*** Opening of Given passage ***

North Korea Issues Fiery Threat Amid Frustrations With the Biden Administration

North Korea Issues Fiery Threat Amid Frustrations With the Biden Administration

The U.S. ‘had better refrain from causing a stink at its first step’ Kim Jong Un’s powerful sister Kim Yo Jong said in a new statement as Biden’s top officials visit the region.

NORTH KOREA BROKE ITS conspicuous silence in recent months with a fiery message to leaders within the Biden administration during their tour through the region and to their local allies.

“We take this opportunity to warn the new U.S. administration trying hard to give off the [gun]powder smell in our land,” Kim Yo Jong, the powerful sister of the country’s autocratic leader, Kim Jong Un, said in a statement. “If it wants to sleep in peace for [the] coming four years, it had better refrain from causing a stink at its first step.”

Kim threatened to tear up fragile military agreements with South Korea and to dismantle installations at their heavily armed shared border that are among the few sources of physical contact between the countries. And she blasted the continuation of military drills between the U.S. and South Korea – albeit pared down – as “ridiculous, impudent and stupid.”

*** Close of Given passage ***

Set of tasks -
[A] In the article on North Korea's threat, which words does Kim Yo Jong use to describe the military drills between the U.S. and South Korea? List every one.
[B] Answer these questions from the article on North Korea's threat, giving each answer on its own line with the matching numeral.
(i) What relation is Kim Yo Jong to Kim Jong Un?
(ii) For how many coming years does the statement say the new U.S. administration should want to sleep in peace?
(iii) What did Kim threaten to dismantle?
[C] Render this sentence from the article on North Korea's threat into Spanish: "Kim threatened to tear up fragile military agreements with South Korea and to dismantle installations at their heavily armed shared border that are among the few sources of physical contact between the countries."

*** Opening of Provided material ***

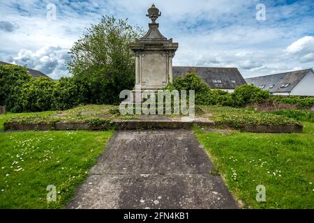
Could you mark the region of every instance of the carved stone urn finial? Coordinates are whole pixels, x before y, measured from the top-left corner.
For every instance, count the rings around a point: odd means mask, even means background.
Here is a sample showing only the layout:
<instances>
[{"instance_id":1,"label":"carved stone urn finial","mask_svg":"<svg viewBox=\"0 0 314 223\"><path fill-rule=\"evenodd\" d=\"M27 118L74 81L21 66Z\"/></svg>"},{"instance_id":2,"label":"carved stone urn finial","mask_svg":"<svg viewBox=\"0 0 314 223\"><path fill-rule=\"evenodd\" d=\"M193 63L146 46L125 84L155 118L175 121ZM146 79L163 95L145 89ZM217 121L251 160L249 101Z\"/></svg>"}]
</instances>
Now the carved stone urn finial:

*** Close of Provided material ***

List of answers -
[A] ridiculous, impudent, stupid

[B]
(i) She is his sister.
(ii) Four years.
(iii) The installations at the heavily armed border shared by North and South Korea.

[C] Kim amenazó con romper los frágiles acuerdos militares con Corea del Sur y con desmantelar las instalaciones de su frontera común, fuertemente armada, que se encuentran entre las pocas fuentes de contacto físico entre ambos países.